◆ To be done
Write out the lines below word for word, starting at the line holding "of the <item>rope</item>." and ending at the line holding "List every instance of the <item>rope</item>", inclusive.

(Saved entries)
▽

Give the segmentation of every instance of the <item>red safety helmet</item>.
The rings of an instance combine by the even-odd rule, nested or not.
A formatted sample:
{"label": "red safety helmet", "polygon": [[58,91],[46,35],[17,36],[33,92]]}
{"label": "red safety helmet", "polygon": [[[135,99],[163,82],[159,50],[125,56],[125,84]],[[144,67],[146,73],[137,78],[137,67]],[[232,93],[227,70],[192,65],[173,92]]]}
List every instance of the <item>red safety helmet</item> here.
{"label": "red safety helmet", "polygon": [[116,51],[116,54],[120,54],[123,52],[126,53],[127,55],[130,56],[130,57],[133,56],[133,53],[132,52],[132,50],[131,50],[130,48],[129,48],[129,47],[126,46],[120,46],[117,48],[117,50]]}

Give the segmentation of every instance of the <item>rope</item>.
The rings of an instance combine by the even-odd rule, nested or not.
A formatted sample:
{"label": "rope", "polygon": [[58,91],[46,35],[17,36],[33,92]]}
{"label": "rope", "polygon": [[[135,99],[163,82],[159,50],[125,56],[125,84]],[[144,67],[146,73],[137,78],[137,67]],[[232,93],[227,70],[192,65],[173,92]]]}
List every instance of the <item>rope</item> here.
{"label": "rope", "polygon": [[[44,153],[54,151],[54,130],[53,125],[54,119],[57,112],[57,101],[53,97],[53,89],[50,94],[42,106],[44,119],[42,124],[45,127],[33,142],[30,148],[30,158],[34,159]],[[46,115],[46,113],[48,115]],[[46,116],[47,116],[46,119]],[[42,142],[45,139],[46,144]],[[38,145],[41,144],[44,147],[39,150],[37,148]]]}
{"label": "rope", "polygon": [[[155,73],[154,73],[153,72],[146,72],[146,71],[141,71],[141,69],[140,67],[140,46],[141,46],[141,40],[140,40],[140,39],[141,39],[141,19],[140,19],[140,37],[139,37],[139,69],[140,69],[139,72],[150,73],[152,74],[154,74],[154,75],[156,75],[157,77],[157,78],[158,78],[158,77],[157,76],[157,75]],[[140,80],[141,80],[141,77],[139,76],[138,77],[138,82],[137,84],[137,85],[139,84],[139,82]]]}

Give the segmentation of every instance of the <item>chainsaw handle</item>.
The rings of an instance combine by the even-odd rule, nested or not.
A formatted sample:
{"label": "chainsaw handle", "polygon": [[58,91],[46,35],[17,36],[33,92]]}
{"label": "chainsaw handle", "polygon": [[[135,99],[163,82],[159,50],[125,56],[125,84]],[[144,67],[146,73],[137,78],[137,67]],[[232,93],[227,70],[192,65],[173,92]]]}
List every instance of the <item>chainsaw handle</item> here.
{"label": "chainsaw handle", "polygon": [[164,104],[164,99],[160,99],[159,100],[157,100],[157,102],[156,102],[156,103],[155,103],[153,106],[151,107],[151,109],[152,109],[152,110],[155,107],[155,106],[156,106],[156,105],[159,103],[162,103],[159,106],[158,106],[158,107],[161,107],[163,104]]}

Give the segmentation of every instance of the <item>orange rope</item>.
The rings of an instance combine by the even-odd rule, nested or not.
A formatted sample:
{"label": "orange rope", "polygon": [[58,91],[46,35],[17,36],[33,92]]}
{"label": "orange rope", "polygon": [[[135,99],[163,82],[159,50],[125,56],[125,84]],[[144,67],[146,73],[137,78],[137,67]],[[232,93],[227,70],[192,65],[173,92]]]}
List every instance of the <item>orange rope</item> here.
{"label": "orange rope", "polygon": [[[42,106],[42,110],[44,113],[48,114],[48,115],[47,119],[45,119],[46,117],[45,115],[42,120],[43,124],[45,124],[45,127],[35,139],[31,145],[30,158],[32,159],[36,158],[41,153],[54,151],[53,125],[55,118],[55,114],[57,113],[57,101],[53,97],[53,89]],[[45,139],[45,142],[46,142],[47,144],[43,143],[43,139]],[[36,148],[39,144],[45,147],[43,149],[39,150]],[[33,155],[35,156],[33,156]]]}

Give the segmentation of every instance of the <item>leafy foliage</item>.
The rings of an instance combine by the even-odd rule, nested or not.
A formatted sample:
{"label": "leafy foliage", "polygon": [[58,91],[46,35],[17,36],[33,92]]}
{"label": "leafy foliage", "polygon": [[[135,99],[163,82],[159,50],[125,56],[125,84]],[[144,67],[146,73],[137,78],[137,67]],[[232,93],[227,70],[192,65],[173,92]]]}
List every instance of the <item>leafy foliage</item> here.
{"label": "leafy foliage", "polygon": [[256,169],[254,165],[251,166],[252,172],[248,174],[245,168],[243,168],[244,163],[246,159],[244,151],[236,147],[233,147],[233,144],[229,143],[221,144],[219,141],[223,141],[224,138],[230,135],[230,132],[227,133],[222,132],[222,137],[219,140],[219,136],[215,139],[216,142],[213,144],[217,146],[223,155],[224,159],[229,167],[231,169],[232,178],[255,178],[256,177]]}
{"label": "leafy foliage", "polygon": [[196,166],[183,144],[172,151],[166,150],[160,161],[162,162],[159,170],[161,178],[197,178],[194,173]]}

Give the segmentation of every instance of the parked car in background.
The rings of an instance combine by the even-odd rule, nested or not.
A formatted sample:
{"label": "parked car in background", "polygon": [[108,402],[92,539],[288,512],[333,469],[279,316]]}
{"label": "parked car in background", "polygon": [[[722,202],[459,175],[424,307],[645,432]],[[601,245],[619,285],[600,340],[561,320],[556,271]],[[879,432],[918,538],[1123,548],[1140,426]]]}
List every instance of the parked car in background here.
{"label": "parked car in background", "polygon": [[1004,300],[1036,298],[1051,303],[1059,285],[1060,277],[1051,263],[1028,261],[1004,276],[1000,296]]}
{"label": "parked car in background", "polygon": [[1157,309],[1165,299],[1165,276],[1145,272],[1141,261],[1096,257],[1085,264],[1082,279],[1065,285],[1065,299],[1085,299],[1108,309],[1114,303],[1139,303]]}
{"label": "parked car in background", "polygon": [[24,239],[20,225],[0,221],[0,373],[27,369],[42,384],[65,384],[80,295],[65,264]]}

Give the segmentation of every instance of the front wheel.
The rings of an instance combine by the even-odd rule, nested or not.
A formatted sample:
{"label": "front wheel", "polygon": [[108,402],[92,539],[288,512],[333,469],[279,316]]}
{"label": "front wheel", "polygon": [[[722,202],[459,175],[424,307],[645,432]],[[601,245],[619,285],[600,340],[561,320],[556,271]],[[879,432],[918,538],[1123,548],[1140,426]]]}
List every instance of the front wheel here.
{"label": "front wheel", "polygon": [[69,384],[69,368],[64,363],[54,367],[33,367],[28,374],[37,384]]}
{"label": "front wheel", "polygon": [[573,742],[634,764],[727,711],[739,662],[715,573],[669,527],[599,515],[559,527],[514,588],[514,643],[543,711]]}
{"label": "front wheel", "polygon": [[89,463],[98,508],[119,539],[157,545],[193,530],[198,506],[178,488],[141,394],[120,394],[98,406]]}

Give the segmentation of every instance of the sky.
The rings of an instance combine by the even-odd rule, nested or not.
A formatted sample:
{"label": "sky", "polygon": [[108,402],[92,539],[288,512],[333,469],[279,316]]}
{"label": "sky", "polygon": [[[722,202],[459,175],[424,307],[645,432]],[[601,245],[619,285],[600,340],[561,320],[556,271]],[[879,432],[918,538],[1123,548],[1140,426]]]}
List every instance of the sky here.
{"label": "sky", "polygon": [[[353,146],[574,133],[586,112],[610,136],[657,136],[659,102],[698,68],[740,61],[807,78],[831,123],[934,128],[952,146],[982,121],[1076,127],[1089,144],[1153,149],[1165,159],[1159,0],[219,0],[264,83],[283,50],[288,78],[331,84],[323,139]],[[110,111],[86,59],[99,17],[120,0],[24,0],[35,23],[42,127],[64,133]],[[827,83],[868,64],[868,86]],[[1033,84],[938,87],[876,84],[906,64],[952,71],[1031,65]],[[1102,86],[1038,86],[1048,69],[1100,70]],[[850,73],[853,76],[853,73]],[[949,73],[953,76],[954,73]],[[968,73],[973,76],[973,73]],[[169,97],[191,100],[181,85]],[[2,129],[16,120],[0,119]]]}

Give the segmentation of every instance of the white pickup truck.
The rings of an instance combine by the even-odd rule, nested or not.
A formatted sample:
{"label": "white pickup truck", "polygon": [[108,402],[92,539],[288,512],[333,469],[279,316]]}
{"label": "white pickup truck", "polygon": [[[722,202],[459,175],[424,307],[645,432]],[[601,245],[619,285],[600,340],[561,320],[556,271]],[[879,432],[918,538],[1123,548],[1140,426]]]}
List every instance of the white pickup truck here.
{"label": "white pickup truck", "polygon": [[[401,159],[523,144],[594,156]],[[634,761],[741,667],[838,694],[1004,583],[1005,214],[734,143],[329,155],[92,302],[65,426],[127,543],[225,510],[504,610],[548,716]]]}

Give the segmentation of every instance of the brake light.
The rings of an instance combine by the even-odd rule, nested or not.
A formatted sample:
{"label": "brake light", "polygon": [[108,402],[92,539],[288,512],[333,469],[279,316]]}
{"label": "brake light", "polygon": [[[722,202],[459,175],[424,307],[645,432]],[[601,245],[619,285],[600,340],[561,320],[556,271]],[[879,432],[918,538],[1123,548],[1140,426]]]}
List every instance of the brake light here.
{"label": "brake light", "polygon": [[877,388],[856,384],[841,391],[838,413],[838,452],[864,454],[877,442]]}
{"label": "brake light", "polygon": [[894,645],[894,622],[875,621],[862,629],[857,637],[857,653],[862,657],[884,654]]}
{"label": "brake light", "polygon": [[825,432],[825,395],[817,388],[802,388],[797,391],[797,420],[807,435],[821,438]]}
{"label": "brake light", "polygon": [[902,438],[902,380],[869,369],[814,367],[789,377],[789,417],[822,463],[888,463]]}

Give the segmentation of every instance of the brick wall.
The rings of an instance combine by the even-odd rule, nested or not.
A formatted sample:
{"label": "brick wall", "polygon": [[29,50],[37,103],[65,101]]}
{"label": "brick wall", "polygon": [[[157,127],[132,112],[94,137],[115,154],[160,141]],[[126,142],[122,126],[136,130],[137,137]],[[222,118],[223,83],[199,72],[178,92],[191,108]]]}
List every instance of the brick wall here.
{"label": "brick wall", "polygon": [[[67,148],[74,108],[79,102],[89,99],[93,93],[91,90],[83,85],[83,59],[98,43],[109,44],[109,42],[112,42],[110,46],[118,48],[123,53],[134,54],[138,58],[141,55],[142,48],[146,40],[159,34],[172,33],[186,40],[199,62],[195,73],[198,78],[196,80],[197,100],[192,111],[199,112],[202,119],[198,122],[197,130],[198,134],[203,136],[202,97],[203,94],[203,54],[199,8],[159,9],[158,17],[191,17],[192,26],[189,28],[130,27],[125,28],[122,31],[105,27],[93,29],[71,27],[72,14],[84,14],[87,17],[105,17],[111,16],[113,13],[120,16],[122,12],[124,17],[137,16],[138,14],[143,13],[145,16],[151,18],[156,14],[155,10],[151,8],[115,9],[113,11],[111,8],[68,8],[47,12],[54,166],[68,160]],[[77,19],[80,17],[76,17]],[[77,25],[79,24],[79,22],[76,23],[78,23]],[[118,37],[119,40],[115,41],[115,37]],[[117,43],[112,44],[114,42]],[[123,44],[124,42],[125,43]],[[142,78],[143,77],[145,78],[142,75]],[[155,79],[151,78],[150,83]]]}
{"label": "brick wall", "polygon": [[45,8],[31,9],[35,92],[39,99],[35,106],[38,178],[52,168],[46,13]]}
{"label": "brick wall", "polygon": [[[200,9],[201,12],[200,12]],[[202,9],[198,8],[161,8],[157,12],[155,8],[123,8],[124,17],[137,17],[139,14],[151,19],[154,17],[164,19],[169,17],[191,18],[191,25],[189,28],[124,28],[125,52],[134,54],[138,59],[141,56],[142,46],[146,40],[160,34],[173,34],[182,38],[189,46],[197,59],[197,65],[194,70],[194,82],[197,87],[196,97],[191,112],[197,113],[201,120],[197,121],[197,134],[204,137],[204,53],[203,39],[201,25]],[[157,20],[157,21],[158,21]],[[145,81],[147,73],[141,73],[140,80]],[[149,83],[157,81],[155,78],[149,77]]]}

△

◆ Result of this exercise
Give the segmentation of every instance of the <item>rope</item>.
The rings of an instance combine by the even-odd rule, nested or not.
A formatted sample:
{"label": "rope", "polygon": [[58,91],[46,35],[17,36],[33,92]]}
{"label": "rope", "polygon": [[[135,99],[163,82],[159,50],[125,56],[125,84]],[[144,67],[146,73],[137,78],[137,67]],[[232,93],[227,70],[192,65],[173,92]]]}
List every instance of the <item>rope</item> here.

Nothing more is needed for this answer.